#### Work order
Pictures excluded, output the lines of the data below between the one holding "Where can you find the white cosmos" and the one holding "Where can you find the diced", inclusive, exactly as they stand.
---------- Material supplied
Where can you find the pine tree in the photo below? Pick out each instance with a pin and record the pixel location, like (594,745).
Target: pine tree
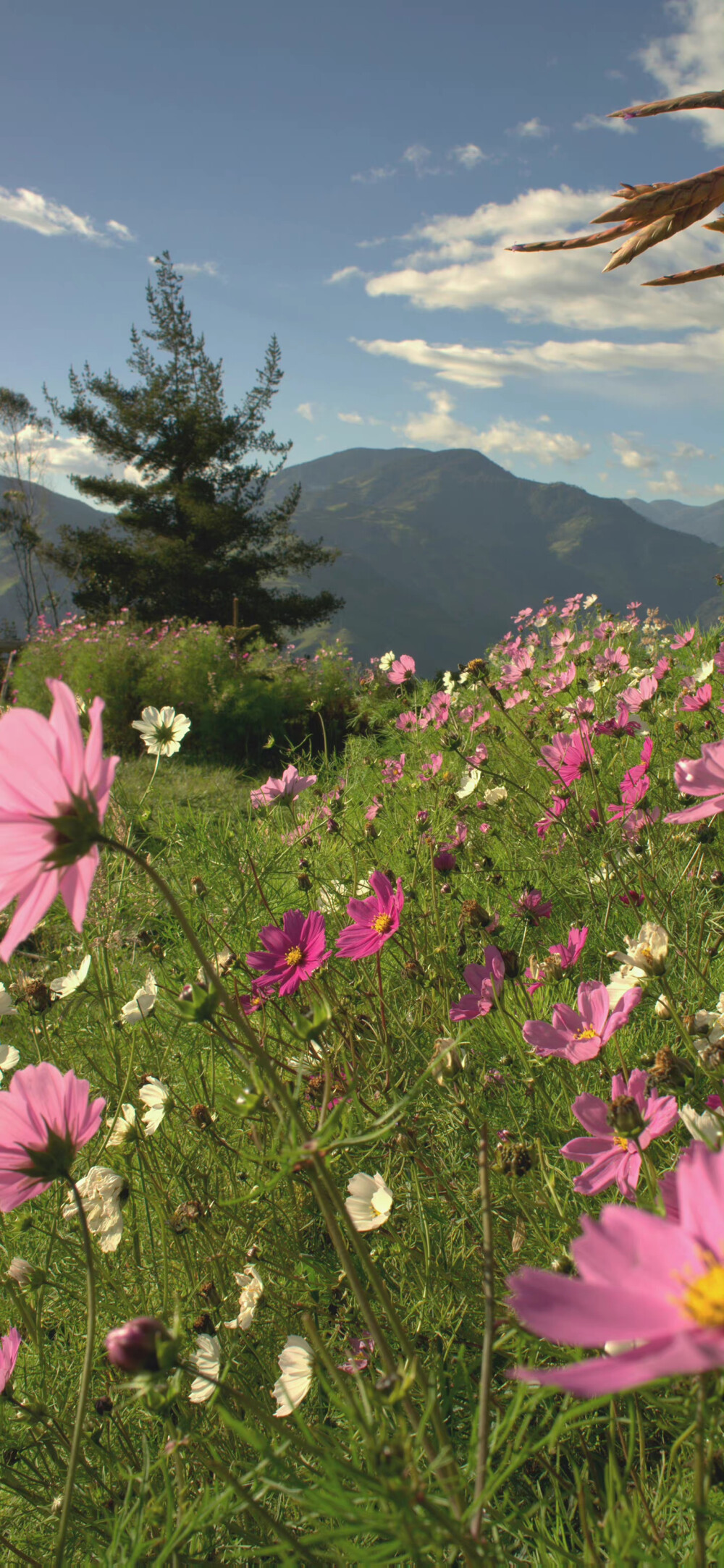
(190,529)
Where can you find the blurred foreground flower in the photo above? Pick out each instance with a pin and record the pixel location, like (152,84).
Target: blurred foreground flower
(298,1368)
(369,1202)
(162,731)
(54,795)
(44,1120)
(641,1279)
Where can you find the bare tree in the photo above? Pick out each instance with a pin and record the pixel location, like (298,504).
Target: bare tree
(24,433)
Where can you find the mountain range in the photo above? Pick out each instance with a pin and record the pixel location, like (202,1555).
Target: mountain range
(439,549)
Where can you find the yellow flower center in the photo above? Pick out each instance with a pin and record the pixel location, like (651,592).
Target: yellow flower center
(704,1300)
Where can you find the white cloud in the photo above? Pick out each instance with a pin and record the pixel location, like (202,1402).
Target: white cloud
(32,211)
(687,452)
(373,176)
(634,455)
(506,436)
(468,156)
(691,62)
(489,368)
(466,262)
(345,274)
(600,123)
(530,127)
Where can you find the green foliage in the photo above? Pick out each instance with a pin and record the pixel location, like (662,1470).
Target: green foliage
(190,530)
(269,1119)
(244,701)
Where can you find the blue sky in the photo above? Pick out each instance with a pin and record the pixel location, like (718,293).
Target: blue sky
(349,176)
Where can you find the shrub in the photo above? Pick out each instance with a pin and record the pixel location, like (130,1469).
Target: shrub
(236,698)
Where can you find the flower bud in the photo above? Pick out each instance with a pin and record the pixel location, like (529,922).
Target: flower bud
(134,1347)
(624,1116)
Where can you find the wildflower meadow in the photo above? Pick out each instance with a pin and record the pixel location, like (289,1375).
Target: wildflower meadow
(362,1126)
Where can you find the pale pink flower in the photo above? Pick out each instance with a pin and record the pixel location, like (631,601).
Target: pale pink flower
(699,776)
(285,789)
(578,1037)
(611,1154)
(54,795)
(652,1283)
(44,1120)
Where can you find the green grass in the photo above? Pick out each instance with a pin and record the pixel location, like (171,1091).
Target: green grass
(371,1470)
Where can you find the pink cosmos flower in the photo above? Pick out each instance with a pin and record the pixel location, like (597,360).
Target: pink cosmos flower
(533,907)
(44,1120)
(52,802)
(403,670)
(10,1346)
(694,701)
(615,1156)
(655,1281)
(580,1037)
(564,957)
(376,919)
(292,954)
(698,776)
(486,982)
(285,789)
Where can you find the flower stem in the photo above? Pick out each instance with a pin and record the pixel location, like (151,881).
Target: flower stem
(85,1382)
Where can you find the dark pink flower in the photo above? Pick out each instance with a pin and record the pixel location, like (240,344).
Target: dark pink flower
(292,954)
(285,789)
(44,1120)
(10,1346)
(698,776)
(403,670)
(611,1154)
(654,1281)
(54,795)
(376,919)
(486,982)
(578,1037)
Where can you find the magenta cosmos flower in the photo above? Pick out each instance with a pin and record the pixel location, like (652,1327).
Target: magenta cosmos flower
(376,919)
(618,1132)
(578,1037)
(44,1120)
(292,954)
(403,670)
(10,1346)
(699,776)
(641,1279)
(52,802)
(486,985)
(285,789)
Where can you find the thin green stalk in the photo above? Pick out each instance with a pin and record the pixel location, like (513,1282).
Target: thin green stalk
(85,1382)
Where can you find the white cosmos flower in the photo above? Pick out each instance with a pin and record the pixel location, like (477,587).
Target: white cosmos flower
(208,1362)
(142,1002)
(125,1124)
(7,1010)
(8,1059)
(101,1197)
(706,1126)
(252,1292)
(162,731)
(65,985)
(369,1202)
(468,783)
(295,1366)
(154,1096)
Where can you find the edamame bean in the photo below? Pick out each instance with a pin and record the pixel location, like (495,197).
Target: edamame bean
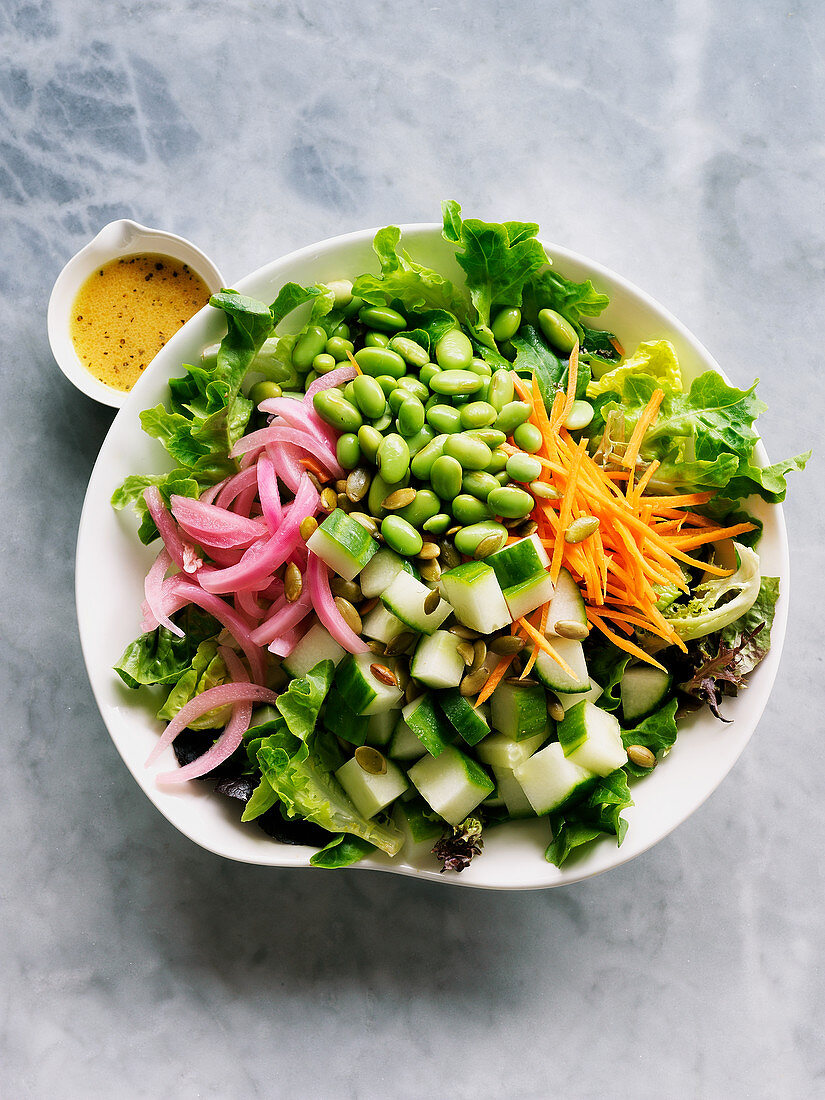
(470,452)
(348,450)
(523,468)
(501,388)
(446,476)
(425,506)
(443,418)
(528,437)
(337,411)
(369,396)
(383,318)
(410,417)
(505,323)
(409,351)
(470,509)
(558,331)
(454,383)
(477,415)
(469,538)
(377,361)
(421,464)
(512,416)
(453,351)
(580,416)
(510,502)
(393,458)
(369,441)
(479,483)
(307,347)
(400,536)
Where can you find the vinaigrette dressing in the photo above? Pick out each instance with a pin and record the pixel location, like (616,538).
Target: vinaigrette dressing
(128,309)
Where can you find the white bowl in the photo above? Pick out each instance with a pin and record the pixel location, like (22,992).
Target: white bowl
(111,564)
(122,238)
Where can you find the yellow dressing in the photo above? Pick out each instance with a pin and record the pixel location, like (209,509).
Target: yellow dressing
(127,310)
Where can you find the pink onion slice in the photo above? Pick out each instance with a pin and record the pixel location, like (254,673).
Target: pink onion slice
(326,609)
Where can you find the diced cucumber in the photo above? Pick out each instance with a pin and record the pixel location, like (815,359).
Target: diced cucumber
(519,561)
(381,571)
(424,718)
(642,689)
(466,718)
(382,625)
(370,793)
(550,780)
(404,745)
(317,645)
(452,783)
(437,661)
(476,596)
(503,751)
(512,793)
(519,711)
(361,690)
(405,597)
(525,597)
(342,543)
(568,604)
(553,675)
(592,738)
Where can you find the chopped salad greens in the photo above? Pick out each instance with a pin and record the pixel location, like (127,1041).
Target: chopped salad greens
(447,557)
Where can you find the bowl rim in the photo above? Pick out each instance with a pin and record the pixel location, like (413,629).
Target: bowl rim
(618,855)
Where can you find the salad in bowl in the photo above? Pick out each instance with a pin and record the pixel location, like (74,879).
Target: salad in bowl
(433,554)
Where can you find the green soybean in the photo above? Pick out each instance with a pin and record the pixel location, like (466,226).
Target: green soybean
(528,437)
(369,396)
(469,538)
(558,331)
(410,417)
(455,383)
(443,418)
(383,318)
(393,458)
(470,509)
(453,351)
(348,450)
(510,502)
(377,361)
(505,323)
(479,483)
(425,506)
(409,351)
(400,536)
(501,388)
(512,416)
(470,452)
(523,468)
(337,411)
(446,476)
(307,347)
(369,441)
(477,415)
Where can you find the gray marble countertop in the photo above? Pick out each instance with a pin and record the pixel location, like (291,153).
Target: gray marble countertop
(679,142)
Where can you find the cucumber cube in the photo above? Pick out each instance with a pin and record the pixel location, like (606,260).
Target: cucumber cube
(550,780)
(476,596)
(342,543)
(592,738)
(406,596)
(370,793)
(437,661)
(518,710)
(452,784)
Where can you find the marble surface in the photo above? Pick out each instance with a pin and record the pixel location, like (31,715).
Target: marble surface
(679,142)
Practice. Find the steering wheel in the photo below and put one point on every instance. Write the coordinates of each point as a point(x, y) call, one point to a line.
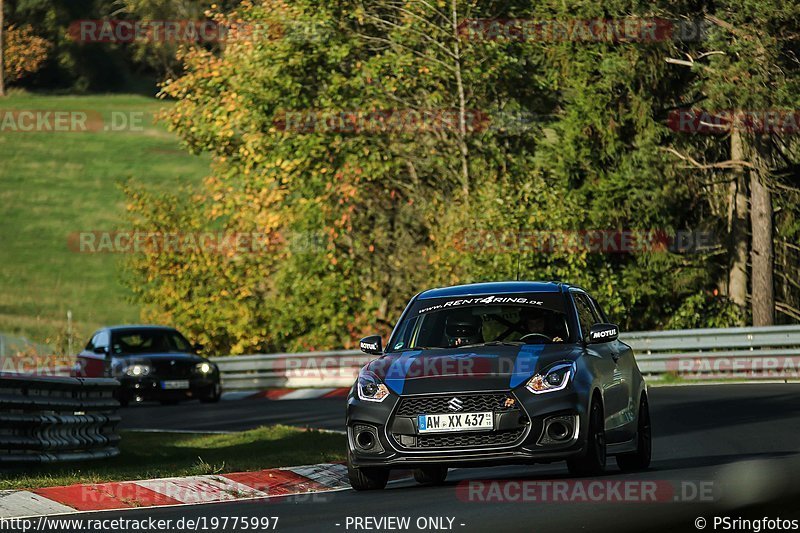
point(535, 335)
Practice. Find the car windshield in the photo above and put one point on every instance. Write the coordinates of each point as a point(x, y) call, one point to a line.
point(148, 341)
point(472, 325)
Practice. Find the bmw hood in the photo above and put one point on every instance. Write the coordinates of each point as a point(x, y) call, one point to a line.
point(474, 368)
point(180, 357)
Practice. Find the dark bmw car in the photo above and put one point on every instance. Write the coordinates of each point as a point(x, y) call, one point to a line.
point(497, 373)
point(151, 363)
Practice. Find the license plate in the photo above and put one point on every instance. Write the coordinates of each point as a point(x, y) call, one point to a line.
point(455, 422)
point(175, 385)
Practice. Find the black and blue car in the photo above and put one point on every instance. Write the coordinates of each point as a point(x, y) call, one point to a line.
point(497, 373)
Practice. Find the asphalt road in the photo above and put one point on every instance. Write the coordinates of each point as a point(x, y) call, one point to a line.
point(723, 450)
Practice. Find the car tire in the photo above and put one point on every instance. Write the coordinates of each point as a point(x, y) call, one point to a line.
point(640, 459)
point(369, 478)
point(592, 462)
point(430, 475)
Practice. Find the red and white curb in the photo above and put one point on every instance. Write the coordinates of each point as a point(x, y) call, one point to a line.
point(173, 491)
point(288, 394)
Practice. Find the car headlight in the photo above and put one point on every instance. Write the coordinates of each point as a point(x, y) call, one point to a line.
point(552, 379)
point(204, 367)
point(370, 388)
point(137, 370)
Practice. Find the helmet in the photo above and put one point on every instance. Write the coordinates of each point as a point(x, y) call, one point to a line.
point(462, 329)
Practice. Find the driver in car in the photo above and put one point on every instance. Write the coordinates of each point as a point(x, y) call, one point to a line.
point(463, 329)
point(536, 323)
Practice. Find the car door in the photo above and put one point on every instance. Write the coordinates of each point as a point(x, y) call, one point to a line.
point(90, 363)
point(605, 360)
point(625, 365)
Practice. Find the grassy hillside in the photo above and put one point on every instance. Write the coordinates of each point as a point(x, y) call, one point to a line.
point(55, 184)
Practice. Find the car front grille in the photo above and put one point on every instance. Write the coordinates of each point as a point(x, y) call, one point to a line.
point(165, 368)
point(417, 405)
point(496, 402)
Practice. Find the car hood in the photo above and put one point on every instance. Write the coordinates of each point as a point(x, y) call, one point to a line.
point(467, 369)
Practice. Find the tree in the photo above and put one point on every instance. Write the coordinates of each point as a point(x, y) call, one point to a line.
point(2, 67)
point(746, 72)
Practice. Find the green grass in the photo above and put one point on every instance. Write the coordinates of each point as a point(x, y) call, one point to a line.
point(54, 184)
point(157, 455)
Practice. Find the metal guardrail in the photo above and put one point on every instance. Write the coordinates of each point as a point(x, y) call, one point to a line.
point(696, 354)
point(49, 419)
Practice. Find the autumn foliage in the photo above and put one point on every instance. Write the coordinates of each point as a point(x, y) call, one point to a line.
point(24, 52)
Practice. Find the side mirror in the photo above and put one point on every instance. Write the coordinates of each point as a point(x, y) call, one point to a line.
point(372, 345)
point(602, 333)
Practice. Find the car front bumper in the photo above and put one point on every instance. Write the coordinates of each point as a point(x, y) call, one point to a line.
point(152, 388)
point(529, 422)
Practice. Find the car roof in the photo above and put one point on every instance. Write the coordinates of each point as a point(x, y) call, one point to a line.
point(138, 326)
point(498, 287)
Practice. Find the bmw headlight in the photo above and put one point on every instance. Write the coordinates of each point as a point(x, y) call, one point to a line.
point(554, 378)
point(370, 388)
point(137, 370)
point(204, 367)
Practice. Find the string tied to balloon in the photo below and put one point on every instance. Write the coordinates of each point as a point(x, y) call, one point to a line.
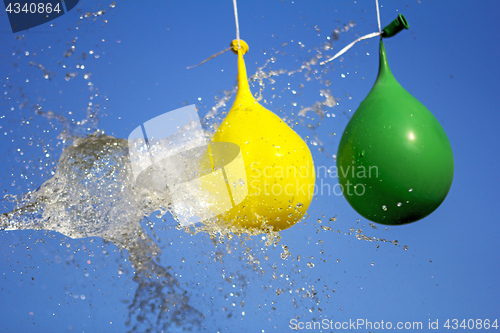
point(390, 30)
point(235, 44)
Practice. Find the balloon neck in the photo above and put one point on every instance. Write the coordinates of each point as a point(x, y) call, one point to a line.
point(240, 47)
point(243, 86)
point(384, 70)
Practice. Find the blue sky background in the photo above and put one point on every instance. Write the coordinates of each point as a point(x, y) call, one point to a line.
point(140, 50)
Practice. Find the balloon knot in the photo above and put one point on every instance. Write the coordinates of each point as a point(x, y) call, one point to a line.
point(243, 46)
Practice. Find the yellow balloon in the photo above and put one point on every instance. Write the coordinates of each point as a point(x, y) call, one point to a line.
point(278, 163)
--------------------
#### Result below
Where can you find the white cosmos flower in the photo above? Pick out each instance with a pin and record the pixel location, like (477,587).
Target: white cosmos flower
(208,1362)
(142,1002)
(125,1124)
(7,1010)
(8,1059)
(101,1197)
(706,1126)
(252,1292)
(162,731)
(65,985)
(369,1202)
(468,783)
(295,1366)
(154,1096)
Where can you find the edamame bean in the photo below? Pick out each instance with a pin and record the pixel location, like (495,197).
Target: edamame bean
(470,452)
(348,450)
(523,468)
(501,388)
(446,476)
(425,506)
(443,418)
(528,437)
(337,411)
(369,396)
(383,318)
(410,417)
(505,323)
(409,351)
(470,509)
(558,331)
(454,383)
(477,415)
(469,538)
(377,361)
(421,464)
(512,416)
(453,351)
(580,416)
(510,502)
(393,458)
(369,441)
(479,483)
(307,347)
(400,536)
Where can you find the vinaigrette dressing in the photo above? Pick out each instance with a pin and record the pixel location, like (616,538).
Target: vinaigrette dressing
(128,309)
Where can you find the white bowl in the photo above? Pick out each instance with a pin and record the pixel location, like (22,992).
Target: white bowl
(111,564)
(122,238)
Where can you find the yellow dressing in the photo above? Pick out each instance with a pin and record the pixel location, like (209,509).
Target: yellow dressing
(127,310)
Where can you find the pink onion slice in the photo above? Pick out each instance with a pin and record the pixel location, like (254,673).
Target: pink onion slice
(326,609)
Where can you find the diced cucumber in the photo above? Pick out each instance with a pin and record the pixel location, like (815,359).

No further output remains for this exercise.